Saved dataset items:
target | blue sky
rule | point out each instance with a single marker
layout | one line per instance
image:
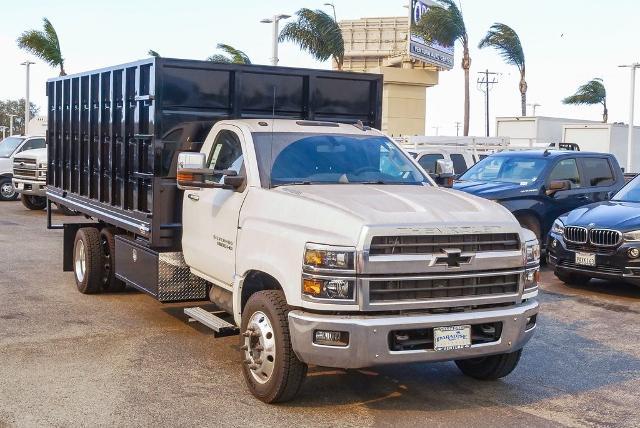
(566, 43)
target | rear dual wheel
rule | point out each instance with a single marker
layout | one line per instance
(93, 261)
--
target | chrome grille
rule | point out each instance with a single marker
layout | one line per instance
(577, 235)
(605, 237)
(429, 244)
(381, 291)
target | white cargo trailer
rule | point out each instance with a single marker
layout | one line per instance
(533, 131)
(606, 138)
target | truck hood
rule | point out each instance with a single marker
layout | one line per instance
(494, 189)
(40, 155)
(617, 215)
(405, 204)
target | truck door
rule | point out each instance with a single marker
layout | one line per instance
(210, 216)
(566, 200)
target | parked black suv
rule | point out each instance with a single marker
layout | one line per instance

• [What to work on]: Can you gather every line above that contains the string "truck"?

• [Exercise output]:
target | truck hood
target | truck door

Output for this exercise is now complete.